Transcribe, exactly as they appear, only the lines from the one holding "Place a dot on every instance of the nursery" through the end of the entries below.
== Provided records
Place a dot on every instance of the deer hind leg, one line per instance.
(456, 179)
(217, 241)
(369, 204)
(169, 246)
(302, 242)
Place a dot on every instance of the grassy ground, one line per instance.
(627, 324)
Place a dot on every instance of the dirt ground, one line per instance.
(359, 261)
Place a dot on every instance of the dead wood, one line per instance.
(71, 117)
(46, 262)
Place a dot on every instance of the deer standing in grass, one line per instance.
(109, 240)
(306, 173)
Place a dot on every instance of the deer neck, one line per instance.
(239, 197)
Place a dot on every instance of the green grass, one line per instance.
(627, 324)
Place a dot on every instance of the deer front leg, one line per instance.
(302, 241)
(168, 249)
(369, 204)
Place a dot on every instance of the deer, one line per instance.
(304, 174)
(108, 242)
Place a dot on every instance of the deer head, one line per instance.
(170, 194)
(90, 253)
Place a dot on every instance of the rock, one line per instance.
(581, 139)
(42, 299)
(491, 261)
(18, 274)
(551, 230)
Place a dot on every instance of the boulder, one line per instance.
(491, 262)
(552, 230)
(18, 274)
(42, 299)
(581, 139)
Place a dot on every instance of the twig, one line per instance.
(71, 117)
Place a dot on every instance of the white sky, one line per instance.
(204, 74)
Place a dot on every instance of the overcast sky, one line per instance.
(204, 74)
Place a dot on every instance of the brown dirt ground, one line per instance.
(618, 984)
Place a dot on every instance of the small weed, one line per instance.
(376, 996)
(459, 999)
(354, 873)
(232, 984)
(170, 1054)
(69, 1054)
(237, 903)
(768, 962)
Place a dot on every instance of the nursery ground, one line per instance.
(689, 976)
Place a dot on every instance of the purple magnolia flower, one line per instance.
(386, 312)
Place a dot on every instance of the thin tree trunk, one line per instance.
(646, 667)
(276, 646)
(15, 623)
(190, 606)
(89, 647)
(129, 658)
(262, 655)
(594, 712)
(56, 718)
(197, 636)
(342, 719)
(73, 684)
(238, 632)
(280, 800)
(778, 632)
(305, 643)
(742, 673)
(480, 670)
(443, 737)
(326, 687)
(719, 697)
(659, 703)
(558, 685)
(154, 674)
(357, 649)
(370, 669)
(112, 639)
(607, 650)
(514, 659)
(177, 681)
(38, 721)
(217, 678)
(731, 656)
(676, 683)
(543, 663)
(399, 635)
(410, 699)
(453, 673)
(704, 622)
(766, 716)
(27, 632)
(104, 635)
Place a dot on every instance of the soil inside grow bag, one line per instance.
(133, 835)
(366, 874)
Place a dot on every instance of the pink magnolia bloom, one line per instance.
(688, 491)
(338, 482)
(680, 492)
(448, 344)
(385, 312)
====
## Result for this exercise
Place a dot on every instance of the nursery ground, one line per instance.
(689, 976)
Place a dot on every instance of the purple magnolia flower, one line per instance.
(386, 312)
Place a dot on every instance of the thin tree trunk, one line per instance.
(646, 667)
(276, 646)
(15, 623)
(190, 606)
(89, 647)
(129, 658)
(262, 655)
(594, 712)
(56, 718)
(197, 636)
(342, 719)
(73, 684)
(238, 632)
(280, 800)
(778, 632)
(305, 643)
(742, 673)
(480, 670)
(443, 737)
(326, 687)
(719, 697)
(659, 703)
(558, 685)
(154, 674)
(357, 649)
(370, 669)
(112, 639)
(607, 650)
(514, 659)
(177, 681)
(38, 721)
(217, 678)
(731, 656)
(676, 683)
(543, 663)
(399, 635)
(410, 699)
(453, 673)
(704, 622)
(766, 716)
(27, 632)
(104, 635)
Place a dot on every instance of the soil inside grow bag, one line per instance.
(133, 835)
(366, 874)
Place a dot on every instance of the pink magnolia bloom, one line per instance.
(688, 491)
(338, 482)
(680, 492)
(448, 344)
(385, 312)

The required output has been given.